*练习题目*
筛出下列数据中所有含有字符串“green”的行并照抄，匹配时区分大小写。

*给定数据*
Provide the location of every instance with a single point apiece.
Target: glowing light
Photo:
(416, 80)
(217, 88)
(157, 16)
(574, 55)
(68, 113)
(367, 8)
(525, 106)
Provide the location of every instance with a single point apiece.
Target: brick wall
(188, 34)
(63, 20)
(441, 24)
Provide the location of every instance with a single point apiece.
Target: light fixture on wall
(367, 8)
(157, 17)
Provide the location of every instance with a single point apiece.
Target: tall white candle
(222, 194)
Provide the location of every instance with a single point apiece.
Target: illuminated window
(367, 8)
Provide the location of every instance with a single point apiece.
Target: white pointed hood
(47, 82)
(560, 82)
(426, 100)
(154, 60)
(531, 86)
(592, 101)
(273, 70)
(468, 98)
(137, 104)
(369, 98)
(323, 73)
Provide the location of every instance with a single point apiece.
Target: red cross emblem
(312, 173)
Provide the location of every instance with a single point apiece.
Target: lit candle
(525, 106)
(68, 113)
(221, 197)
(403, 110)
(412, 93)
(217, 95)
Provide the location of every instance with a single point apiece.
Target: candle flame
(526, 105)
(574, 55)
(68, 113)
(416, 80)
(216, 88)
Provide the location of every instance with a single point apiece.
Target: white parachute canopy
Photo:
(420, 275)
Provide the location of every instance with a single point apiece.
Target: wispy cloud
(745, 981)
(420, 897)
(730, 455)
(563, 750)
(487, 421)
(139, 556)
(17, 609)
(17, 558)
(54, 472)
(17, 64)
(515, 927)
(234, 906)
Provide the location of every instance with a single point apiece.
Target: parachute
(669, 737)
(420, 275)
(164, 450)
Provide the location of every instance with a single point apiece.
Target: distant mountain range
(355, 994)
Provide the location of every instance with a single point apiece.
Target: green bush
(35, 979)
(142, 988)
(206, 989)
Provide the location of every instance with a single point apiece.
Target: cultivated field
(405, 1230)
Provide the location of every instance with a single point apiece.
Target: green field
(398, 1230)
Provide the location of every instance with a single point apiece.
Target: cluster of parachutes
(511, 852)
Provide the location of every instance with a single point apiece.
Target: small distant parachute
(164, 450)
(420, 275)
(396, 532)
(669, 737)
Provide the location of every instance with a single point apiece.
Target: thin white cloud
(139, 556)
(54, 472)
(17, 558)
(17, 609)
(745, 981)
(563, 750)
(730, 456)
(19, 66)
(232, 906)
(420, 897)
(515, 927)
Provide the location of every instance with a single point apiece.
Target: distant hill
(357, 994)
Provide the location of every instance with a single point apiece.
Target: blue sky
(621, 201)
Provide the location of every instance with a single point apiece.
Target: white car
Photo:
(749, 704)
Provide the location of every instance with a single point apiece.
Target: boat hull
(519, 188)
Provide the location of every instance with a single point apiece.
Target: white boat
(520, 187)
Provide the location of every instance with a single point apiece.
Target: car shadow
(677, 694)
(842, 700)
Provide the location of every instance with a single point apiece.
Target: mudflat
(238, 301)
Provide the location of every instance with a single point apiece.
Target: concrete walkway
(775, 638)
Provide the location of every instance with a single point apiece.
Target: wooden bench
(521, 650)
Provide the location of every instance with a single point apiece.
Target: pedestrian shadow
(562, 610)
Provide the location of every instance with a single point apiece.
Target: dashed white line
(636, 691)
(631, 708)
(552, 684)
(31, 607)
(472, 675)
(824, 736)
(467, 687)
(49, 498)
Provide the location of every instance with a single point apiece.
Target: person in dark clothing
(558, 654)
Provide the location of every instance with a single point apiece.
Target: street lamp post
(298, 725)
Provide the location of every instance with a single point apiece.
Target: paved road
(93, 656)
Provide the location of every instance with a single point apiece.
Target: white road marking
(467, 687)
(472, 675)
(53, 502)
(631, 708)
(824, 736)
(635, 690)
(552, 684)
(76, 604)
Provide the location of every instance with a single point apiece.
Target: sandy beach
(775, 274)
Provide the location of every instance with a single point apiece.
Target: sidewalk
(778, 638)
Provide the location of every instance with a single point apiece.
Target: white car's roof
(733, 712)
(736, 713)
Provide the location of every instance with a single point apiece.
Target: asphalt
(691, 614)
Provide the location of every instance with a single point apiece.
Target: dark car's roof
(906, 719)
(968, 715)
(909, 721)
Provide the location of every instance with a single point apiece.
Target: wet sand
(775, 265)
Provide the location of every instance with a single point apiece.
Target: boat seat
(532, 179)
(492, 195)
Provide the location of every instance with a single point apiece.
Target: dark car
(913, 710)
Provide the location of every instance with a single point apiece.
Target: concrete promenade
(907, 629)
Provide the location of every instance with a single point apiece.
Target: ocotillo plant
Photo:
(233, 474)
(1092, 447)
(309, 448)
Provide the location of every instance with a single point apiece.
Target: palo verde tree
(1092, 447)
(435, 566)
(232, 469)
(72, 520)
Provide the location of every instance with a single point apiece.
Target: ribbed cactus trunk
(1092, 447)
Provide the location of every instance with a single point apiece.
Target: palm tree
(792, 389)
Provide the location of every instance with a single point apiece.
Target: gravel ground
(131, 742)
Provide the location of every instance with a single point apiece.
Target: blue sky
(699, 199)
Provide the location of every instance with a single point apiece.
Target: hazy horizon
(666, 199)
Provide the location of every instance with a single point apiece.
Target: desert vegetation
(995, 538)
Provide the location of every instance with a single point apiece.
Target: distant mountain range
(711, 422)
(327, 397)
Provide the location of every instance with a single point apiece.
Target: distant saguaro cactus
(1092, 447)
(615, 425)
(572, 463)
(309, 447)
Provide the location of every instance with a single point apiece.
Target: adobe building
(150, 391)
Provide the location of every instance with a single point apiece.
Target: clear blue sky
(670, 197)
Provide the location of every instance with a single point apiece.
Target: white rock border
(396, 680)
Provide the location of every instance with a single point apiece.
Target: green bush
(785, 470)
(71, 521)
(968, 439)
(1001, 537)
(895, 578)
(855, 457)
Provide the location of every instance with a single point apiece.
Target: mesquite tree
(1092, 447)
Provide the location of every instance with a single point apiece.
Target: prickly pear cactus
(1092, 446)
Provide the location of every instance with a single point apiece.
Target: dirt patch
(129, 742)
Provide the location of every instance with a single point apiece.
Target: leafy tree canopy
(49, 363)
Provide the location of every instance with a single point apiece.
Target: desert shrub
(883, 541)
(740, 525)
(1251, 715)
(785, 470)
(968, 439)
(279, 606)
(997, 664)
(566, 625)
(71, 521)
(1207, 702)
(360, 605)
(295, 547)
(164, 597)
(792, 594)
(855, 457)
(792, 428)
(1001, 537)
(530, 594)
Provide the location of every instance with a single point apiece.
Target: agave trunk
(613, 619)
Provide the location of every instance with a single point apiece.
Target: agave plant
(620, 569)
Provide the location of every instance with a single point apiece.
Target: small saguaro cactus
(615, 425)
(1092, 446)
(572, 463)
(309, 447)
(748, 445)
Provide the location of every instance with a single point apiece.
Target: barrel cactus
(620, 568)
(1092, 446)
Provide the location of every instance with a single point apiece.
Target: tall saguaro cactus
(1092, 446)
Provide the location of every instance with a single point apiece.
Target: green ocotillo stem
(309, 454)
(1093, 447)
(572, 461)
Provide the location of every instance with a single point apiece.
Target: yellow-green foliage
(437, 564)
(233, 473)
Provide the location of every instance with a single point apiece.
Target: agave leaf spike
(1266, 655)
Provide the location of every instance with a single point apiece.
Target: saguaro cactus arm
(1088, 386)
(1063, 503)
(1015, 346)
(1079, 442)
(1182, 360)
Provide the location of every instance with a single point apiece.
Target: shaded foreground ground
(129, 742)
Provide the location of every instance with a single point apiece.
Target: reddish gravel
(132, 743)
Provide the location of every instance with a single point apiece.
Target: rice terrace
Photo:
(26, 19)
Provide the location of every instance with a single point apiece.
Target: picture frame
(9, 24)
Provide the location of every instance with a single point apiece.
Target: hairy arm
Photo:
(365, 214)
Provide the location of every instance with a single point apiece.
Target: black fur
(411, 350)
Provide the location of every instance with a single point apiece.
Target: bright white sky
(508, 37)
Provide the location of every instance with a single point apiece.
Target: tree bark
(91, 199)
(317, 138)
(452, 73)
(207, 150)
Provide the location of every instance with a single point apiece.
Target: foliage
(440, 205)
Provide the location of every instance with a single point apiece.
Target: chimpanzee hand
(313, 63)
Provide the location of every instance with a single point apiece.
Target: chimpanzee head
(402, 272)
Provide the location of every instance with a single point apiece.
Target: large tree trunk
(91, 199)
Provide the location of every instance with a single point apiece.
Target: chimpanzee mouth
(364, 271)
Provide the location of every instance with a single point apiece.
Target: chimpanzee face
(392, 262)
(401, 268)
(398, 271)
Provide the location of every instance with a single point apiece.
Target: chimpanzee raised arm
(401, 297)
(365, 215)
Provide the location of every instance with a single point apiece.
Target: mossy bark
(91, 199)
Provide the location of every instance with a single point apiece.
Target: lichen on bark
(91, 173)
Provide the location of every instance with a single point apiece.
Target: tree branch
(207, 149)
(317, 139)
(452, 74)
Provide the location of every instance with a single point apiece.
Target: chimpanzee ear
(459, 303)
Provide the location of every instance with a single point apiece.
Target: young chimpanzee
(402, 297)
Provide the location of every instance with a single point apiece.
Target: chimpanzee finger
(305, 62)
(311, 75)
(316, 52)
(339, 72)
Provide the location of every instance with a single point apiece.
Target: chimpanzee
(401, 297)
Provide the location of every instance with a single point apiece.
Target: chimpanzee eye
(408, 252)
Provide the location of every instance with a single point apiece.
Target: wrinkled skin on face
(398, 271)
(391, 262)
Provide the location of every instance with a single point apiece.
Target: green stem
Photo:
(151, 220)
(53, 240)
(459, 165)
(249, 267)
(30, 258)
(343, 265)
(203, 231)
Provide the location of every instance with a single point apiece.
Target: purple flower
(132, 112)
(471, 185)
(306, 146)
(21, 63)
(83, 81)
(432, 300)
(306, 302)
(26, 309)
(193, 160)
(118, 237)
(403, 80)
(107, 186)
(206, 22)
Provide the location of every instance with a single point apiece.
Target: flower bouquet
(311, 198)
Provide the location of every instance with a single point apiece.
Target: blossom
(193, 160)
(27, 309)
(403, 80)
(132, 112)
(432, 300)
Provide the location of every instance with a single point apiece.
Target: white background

*书面答案*
Target: green bush
Target: green field
Target: green bush
Target: green ocotillo stem
Target: yellow-green foliage
Target: green stem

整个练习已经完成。